#### Supplied records ####

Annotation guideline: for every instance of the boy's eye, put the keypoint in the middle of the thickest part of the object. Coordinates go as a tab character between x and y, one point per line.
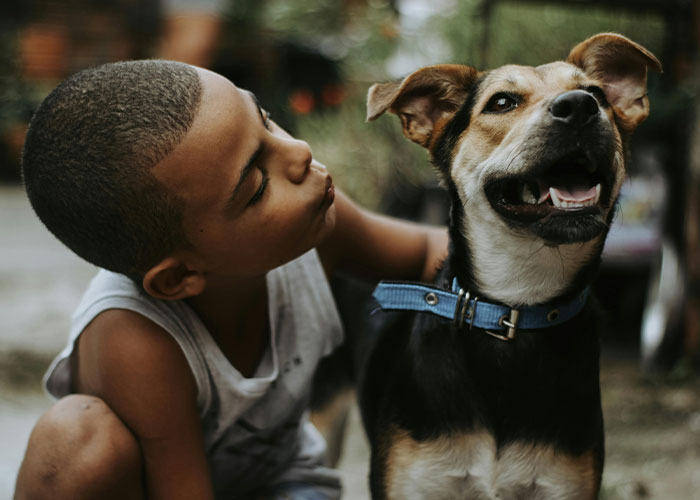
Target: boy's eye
261	190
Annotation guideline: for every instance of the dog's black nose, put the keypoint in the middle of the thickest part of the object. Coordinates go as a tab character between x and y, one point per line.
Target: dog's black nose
576	108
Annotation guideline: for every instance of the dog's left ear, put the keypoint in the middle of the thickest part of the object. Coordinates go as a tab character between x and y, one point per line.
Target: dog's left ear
424	100
621	65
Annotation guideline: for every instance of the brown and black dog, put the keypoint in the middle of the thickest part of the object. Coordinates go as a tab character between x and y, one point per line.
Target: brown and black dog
533	158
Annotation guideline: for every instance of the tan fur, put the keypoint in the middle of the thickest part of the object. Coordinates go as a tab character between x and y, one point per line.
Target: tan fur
470	465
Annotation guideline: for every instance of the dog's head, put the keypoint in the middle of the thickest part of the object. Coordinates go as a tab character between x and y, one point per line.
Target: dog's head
534	155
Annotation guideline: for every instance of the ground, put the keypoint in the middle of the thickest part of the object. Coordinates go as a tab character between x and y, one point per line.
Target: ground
652	427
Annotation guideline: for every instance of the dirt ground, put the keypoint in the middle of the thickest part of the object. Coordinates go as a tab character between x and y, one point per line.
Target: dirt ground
652	428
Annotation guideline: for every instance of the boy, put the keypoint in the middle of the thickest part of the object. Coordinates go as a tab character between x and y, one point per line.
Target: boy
190	360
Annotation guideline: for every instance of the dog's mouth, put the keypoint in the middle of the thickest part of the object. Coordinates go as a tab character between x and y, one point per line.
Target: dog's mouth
571	186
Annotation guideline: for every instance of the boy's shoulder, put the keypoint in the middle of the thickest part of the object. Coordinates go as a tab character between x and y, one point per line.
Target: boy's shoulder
121	347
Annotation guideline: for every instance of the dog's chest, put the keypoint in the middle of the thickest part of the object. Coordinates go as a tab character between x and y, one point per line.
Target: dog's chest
469	466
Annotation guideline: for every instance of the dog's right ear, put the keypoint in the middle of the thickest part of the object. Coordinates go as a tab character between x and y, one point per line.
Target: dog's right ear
424	100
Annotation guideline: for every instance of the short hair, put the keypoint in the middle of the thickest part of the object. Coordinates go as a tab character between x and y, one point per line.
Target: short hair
88	155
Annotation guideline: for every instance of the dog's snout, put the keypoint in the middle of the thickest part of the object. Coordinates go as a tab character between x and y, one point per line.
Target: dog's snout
576	108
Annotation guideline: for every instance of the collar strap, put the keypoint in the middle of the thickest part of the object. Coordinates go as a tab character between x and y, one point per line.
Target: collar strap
460	307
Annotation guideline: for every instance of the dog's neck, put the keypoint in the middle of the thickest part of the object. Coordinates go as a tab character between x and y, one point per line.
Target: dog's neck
517	270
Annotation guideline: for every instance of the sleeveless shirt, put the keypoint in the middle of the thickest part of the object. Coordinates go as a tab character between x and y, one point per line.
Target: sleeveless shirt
256	430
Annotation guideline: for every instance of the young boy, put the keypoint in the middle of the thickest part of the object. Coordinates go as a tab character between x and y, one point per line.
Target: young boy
189	364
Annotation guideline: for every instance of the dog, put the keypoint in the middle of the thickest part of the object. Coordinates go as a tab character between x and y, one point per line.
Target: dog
486	384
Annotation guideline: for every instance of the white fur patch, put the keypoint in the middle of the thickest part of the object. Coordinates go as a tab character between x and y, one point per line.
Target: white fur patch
469	466
511	266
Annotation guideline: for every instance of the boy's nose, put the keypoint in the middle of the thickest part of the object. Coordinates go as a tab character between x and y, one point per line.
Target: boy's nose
299	160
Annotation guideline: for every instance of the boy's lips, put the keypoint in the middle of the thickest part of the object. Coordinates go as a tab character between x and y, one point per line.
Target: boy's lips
329	193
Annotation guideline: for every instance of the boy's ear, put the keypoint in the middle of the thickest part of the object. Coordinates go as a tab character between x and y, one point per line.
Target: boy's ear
173	279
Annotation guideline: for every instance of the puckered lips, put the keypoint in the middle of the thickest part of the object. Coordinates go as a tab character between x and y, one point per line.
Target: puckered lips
570	186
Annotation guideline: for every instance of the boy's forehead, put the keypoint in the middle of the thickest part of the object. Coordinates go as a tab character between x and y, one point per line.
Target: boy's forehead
216	87
215	137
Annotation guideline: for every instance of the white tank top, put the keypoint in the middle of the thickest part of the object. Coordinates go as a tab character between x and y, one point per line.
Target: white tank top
256	431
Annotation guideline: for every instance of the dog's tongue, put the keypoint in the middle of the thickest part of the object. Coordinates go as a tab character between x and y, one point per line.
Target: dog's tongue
573	190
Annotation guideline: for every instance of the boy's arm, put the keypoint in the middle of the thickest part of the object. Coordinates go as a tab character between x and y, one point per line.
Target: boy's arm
378	247
139	371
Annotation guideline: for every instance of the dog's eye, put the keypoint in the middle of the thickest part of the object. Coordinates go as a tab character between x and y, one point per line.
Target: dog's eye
501	103
599	95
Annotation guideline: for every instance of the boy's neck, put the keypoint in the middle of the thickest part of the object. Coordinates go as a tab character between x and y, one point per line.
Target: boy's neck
235	313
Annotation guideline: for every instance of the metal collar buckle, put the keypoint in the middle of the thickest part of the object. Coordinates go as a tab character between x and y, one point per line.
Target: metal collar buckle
511	322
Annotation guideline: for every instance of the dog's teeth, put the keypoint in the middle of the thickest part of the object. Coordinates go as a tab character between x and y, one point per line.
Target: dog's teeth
528	196
555	199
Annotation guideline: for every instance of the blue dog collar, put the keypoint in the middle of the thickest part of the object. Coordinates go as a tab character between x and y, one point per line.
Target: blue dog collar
458	306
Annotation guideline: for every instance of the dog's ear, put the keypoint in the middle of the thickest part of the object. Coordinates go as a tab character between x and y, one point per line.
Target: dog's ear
424	100
621	65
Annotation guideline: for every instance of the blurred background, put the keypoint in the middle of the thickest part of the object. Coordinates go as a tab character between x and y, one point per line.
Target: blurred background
310	62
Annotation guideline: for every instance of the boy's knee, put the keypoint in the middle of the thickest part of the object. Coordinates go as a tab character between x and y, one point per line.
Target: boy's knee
78	449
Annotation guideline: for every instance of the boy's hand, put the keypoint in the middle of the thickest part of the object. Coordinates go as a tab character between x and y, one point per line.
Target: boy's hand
379	247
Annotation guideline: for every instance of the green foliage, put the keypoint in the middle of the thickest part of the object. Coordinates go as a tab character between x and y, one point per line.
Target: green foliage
533	33
362	156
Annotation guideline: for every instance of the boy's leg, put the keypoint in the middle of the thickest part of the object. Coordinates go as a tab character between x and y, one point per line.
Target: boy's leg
80	449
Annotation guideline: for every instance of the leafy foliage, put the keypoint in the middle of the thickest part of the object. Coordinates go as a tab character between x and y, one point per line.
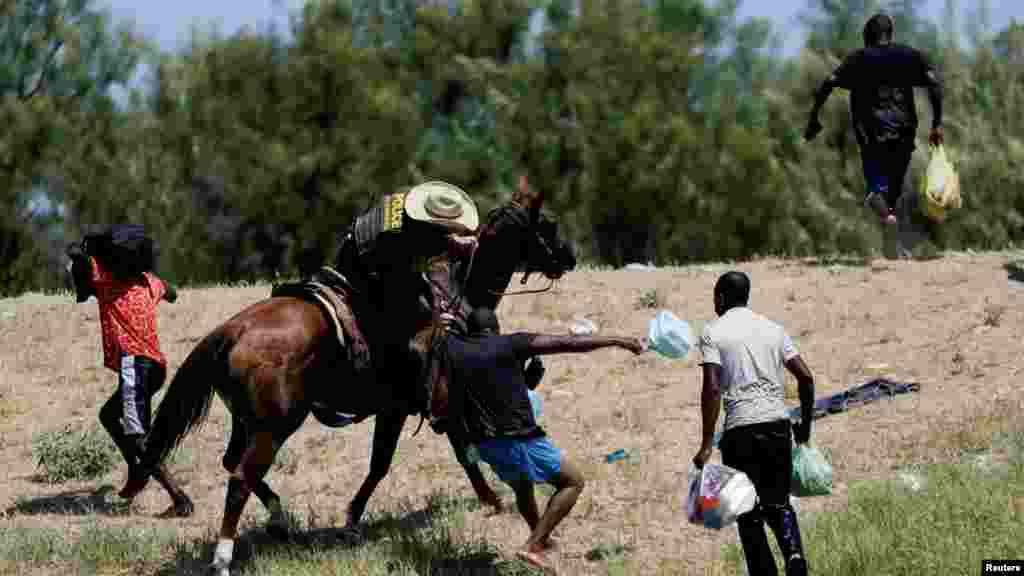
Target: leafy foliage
660	131
68	454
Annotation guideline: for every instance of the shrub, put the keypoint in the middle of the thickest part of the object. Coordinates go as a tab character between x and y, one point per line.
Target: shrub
67	454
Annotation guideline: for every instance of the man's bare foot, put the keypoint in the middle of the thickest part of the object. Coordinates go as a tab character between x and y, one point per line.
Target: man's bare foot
534	559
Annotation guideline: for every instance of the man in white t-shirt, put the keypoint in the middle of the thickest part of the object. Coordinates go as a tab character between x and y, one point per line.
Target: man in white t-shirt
744	361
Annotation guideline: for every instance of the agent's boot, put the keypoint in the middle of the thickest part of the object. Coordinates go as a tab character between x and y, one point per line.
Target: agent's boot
782	521
138	477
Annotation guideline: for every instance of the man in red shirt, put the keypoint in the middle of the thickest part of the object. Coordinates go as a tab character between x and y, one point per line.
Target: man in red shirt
131	348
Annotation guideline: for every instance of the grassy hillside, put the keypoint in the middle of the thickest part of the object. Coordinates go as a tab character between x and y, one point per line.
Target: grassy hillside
952	324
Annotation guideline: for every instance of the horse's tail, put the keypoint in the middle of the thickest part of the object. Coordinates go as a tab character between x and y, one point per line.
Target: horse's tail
186	403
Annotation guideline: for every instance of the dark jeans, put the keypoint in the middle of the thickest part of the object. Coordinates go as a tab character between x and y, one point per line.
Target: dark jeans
885	169
128	410
764	453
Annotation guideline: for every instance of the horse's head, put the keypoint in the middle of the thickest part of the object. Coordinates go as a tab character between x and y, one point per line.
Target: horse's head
517	236
79	272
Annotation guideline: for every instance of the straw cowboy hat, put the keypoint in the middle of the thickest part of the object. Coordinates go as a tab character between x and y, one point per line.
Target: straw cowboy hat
442	204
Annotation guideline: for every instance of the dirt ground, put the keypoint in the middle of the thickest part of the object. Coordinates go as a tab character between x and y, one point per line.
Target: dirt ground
952	324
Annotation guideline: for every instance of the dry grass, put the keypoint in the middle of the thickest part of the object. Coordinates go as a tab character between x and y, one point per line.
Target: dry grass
933	322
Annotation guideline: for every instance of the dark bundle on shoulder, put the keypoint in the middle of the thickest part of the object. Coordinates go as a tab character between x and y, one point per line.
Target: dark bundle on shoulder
124	249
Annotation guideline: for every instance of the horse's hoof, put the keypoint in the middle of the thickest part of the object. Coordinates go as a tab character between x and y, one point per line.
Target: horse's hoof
279	532
133	487
350	535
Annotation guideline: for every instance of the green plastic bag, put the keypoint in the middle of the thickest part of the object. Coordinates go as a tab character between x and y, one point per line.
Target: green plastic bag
940	187
811	472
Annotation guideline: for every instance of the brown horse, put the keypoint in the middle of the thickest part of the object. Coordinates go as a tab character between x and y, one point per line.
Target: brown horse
271	361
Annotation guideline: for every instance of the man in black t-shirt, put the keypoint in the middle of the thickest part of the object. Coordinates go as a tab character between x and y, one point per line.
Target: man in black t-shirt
488	406
881	78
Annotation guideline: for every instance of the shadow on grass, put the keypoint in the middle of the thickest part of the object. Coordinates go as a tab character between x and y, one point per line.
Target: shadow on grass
419	538
80	502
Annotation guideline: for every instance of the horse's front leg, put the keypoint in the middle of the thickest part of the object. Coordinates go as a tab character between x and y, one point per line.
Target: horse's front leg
247	477
387	428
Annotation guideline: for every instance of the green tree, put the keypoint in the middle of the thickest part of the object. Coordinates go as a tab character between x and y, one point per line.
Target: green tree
58	60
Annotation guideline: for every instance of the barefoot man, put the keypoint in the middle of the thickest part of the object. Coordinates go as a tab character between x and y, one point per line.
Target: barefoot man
488	406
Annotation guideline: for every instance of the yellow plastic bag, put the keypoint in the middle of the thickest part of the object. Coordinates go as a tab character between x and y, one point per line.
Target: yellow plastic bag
940	188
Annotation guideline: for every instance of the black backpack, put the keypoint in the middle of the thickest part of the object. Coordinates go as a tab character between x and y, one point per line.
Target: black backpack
123	249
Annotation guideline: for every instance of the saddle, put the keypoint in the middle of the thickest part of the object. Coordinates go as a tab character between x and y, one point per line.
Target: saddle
333	294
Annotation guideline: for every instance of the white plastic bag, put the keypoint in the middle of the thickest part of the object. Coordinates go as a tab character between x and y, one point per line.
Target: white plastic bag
718	495
670	336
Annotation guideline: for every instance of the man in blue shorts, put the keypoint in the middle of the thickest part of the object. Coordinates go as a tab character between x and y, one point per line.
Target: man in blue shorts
488	406
881	78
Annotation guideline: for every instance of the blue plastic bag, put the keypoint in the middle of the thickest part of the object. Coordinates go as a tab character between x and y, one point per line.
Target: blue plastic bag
811	472
670	336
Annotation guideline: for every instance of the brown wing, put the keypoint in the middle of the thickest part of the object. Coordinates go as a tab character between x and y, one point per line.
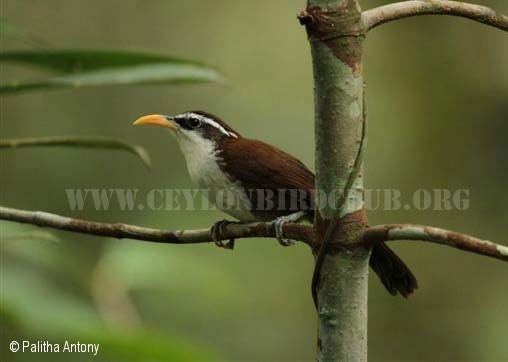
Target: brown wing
260	166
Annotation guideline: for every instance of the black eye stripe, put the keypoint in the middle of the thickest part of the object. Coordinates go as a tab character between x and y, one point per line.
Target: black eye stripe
193	122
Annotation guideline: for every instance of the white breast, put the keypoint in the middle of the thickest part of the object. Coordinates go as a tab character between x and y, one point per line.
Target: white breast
202	163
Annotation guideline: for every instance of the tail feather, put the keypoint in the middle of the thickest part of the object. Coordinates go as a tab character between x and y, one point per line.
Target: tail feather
394	274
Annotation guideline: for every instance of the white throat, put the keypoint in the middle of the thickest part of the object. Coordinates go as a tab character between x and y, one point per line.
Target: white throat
204	170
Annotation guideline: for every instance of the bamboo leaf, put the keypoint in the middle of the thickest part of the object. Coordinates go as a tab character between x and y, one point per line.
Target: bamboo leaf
81	68
78	141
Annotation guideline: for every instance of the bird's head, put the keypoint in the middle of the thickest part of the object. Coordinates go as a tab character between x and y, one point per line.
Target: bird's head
192	129
196	131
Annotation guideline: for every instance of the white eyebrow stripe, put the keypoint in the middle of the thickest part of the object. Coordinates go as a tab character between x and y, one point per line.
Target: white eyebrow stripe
212	123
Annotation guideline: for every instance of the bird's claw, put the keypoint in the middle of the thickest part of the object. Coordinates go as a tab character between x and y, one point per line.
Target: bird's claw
278	225
217	230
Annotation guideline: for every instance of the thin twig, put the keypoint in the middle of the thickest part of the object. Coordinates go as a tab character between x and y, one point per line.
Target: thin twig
383	14
454	239
302	233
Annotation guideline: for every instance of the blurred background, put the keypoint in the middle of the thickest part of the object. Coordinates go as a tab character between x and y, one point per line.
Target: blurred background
438	111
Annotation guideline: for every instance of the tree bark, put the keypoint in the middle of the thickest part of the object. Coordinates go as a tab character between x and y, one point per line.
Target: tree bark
335	33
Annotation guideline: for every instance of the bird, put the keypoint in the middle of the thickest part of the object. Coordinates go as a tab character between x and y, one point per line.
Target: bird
251	180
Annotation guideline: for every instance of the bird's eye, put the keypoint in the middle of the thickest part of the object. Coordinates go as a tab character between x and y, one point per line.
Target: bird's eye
193	122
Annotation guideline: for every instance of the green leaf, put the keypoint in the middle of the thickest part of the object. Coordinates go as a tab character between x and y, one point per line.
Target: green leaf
81	68
8	30
78	141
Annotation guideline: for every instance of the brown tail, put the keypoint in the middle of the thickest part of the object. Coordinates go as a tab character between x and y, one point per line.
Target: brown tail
394	274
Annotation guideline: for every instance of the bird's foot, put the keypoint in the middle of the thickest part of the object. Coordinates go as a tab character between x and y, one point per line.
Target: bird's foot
217	231
279	222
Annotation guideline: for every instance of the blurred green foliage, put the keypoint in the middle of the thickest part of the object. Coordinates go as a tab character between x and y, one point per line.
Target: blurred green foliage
90	67
437	100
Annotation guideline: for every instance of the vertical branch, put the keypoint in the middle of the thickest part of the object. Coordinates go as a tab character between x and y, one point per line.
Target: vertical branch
336	35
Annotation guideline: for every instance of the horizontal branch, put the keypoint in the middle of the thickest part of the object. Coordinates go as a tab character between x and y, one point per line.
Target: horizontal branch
454	239
383	14
302	233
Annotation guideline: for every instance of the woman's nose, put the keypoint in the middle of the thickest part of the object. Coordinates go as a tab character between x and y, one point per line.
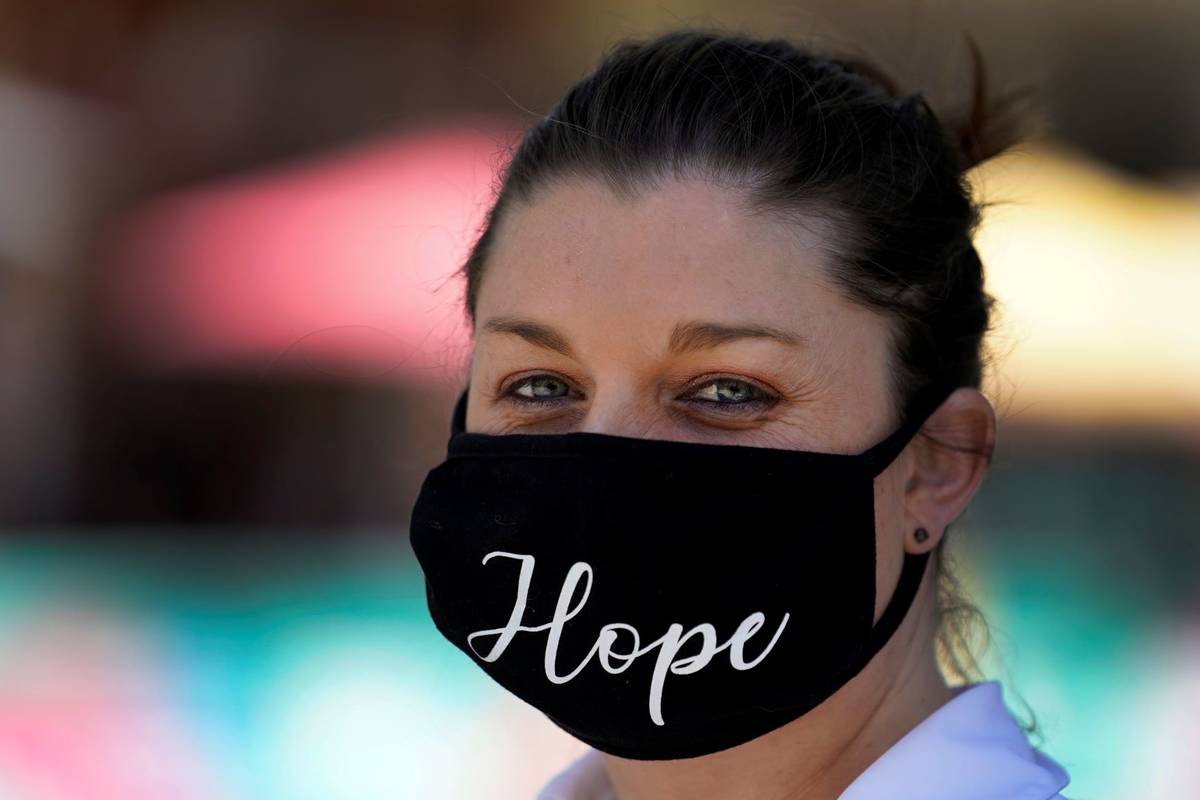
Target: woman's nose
623	414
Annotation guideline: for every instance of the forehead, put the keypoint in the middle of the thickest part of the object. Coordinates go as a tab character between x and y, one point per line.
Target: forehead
580	254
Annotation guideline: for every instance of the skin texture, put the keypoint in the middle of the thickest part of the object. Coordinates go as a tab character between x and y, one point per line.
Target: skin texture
591	292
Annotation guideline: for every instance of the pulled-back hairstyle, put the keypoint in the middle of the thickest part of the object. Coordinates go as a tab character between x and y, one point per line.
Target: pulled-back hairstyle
804	136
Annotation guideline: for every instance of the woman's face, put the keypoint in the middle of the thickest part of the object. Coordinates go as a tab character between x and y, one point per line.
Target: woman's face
678	316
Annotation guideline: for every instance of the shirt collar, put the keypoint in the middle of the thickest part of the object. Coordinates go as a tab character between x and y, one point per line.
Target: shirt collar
970	749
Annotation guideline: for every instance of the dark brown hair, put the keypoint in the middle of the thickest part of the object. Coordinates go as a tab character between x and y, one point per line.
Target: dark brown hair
810	134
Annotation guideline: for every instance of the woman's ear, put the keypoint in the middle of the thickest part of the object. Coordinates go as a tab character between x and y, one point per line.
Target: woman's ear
947	464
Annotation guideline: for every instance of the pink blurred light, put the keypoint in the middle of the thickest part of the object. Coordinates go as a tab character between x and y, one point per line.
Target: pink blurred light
346	264
85	713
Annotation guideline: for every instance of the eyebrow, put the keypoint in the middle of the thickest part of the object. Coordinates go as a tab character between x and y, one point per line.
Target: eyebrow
695	335
537	334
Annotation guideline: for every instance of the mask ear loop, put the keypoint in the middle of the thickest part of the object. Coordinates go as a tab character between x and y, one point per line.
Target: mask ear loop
877	458
913	570
459	419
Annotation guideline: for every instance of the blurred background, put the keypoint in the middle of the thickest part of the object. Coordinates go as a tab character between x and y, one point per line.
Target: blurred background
231	336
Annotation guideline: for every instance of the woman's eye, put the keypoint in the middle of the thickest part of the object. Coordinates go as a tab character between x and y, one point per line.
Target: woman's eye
539	389
727	391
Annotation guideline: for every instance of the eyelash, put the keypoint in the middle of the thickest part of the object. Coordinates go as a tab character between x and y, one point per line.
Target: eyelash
765	398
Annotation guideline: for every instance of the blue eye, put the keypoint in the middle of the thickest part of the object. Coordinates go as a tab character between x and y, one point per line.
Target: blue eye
727	391
539	389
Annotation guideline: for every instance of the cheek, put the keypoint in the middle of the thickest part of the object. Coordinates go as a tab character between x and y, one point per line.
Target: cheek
889	536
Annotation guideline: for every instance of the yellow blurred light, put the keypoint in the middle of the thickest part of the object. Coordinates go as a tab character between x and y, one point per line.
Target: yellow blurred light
1098	282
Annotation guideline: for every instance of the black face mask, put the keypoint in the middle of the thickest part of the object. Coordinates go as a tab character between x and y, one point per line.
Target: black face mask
659	599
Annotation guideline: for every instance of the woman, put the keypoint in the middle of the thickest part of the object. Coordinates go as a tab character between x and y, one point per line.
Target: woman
685	511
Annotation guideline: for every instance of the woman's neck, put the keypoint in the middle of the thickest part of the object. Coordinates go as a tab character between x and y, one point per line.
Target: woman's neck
819	755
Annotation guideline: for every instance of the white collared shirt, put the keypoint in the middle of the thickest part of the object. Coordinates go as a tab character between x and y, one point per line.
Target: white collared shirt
971	749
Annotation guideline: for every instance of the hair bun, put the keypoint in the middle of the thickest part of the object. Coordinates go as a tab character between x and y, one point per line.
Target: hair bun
989	126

####

■ **Description of the task**
Starting at the line with "Annotation guideline: for every instance of the yellow blurred", copy every line up to and including the last one in the entries above.

■ **Response to the exercise**
Annotation guideline: for every instance of the yellow blurred light, put the keypoint in the middle of the thickest part of the object. Coordinates go as a tab character between x and y, one point per line.
Target: yellow blurred light
1098	282
Annotation guideline: for every instance of the black face mask, put the keypoint in the middle of the thickest part of the object. Coordinates go as a tab character between x and y, one point per line.
Target: black face mask
659	599
Annotation guideline: for every instance of the woman, put the keypoint in the middle of the thickest part of the object. Coordinates go as a tab character between x and y, one point per line.
Target: woman
685	511
Annotation guideline: for every instance of the woman's neck, put the keypoint in the middle of the thickest part of the object. Coordinates go as a tab character between x and y, one point per line.
Target: woman's neck
819	755
Annotation guideline: for every instance of the white collared shirt, put the keypoint in the middle of the thickest part of the object. Coordinates go as a tab character between x and y, one point per line.
Target: white collared shirt
971	749
Annotation guideline: for every instance of the hair bun, put the keypoint in the middle of the thickest part of the object. Coordinates go as a tab character between x and y, one point per line.
Target: hair bun
989	126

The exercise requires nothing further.